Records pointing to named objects
== == ==

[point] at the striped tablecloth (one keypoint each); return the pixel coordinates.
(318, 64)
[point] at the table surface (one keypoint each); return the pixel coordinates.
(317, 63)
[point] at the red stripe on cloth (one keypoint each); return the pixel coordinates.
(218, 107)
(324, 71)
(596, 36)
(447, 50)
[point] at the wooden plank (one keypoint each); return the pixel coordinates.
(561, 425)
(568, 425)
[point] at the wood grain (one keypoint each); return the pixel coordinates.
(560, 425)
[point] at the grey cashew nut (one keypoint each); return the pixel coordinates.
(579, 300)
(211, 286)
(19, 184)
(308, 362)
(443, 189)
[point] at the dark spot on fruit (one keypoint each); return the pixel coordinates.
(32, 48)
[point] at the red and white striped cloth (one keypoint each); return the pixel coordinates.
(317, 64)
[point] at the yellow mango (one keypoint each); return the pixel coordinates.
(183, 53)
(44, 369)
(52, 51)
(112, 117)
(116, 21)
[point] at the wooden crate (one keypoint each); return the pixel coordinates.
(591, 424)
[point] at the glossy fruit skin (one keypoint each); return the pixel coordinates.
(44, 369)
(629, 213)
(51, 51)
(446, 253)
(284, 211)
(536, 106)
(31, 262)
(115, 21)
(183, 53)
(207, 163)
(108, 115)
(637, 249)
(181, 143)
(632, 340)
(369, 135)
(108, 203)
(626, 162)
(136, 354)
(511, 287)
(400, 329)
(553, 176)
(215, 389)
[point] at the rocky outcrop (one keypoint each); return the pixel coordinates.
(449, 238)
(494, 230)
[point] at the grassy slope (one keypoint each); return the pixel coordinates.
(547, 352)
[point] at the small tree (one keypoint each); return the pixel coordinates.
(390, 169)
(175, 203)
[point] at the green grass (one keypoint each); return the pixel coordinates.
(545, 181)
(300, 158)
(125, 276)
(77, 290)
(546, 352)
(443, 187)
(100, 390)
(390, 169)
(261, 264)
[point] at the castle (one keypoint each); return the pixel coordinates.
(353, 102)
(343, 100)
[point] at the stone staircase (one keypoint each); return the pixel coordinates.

== == ==

Please express all the records above as a JSON list of strings, with one string for each line and blank lines omitted.

FULL ANSWER
[
  "[point] at the striped tablecloth (one keypoint each); return the pixel coordinates.",
  "(318, 64)",
  "[point] at the table surface (one keypoint each); return the pixel coordinates.",
  "(317, 63)",
  "[point] at the red stripe on cloth (one keypoint each); return the pixel coordinates.",
  "(218, 107)",
  "(324, 71)",
  "(596, 36)",
  "(447, 50)",
  "[point] at the wooden plank (one keypoint each); return the pixel coordinates.",
  "(561, 425)",
  "(568, 425)",
  "[point] at the wood grain (one keypoint each); return the pixel coordinates.",
  "(560, 425)",
  "[point] at the grey cashew nut (one keypoint each); return the pixel coordinates.",
  "(579, 300)",
  "(211, 286)",
  "(19, 184)",
  "(308, 362)",
  "(443, 189)",
  "[point] at the dark spot on fruit (one keypoint each); return the pixel coordinates.",
  "(32, 48)",
  "[point] at the red and white striped cloth (one keypoint each); return the pixel coordinates.",
  "(317, 64)",
  "[point] at the yellow mango (one keypoint each); return the pixel coordinates.",
  "(183, 53)",
  "(44, 369)",
  "(52, 51)",
  "(112, 117)",
  "(116, 21)",
  "[point] at the wooden crate (one keypoint each); return the pixel coordinates.",
  "(591, 424)",
  "[point] at the glossy fruit skin (one keypoint each); return the pixel coordinates.",
  "(44, 369)",
  "(629, 213)",
  "(51, 51)",
  "(446, 253)",
  "(284, 211)",
  "(536, 106)",
  "(31, 262)",
  "(115, 21)",
  "(183, 53)",
  "(207, 163)",
  "(108, 115)",
  "(637, 249)",
  "(181, 143)",
  "(632, 340)",
  "(369, 135)",
  "(108, 203)",
  "(626, 162)",
  "(136, 354)",
  "(511, 287)",
  "(400, 329)",
  "(553, 176)",
  "(215, 389)",
  "[point] at the rocky outcrop (one keypoint each); return the pixel coordinates.",
  "(449, 238)",
  "(494, 230)",
  "[point] at the grassy slope (one keypoint each); return the pixel coordinates.",
  "(547, 352)",
  "[point] at the small tree (one keypoint each); return the pixel coordinates.",
  "(390, 169)",
  "(175, 203)",
  "[point] at the green grass (one keypoint each); return the pixel coordinates.",
  "(545, 181)",
  "(300, 158)",
  "(125, 276)",
  "(77, 290)",
  "(546, 352)",
  "(443, 187)",
  "(100, 390)",
  "(390, 169)",
  "(261, 264)",
  "[point] at the castle (one keypoint each); return the pixel coordinates.",
  "(353, 102)",
  "(343, 100)",
  "[point] at the stone staircase (one keypoint each); return the pixel coordinates."
]